▶ [INPUT MATERIAL]

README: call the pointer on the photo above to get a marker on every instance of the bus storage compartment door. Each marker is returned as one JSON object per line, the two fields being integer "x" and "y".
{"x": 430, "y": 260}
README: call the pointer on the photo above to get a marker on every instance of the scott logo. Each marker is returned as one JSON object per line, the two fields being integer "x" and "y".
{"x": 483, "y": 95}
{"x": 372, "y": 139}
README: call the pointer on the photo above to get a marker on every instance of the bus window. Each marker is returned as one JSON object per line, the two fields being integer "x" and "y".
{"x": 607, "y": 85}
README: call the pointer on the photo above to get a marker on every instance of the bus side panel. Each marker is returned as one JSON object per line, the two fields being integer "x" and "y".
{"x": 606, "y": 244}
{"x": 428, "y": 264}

---

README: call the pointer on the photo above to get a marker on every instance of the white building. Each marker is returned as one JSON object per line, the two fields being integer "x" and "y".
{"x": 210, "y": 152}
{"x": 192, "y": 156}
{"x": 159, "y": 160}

---

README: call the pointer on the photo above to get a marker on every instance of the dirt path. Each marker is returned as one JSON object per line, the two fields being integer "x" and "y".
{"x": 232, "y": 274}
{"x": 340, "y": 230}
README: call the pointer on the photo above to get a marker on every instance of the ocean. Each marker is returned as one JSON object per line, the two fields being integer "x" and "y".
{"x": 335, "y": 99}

▶ [EXERCISE AIM] Please list each line from the rows above that contains the word "compartment".

▶ [EXPECTED OUTPUT]
README: call the pointer on the photo above to get a marker on every instance of the bus storage compartment door. Each marker is returned as one JSON object per line, the two fields being integer "x" and "y".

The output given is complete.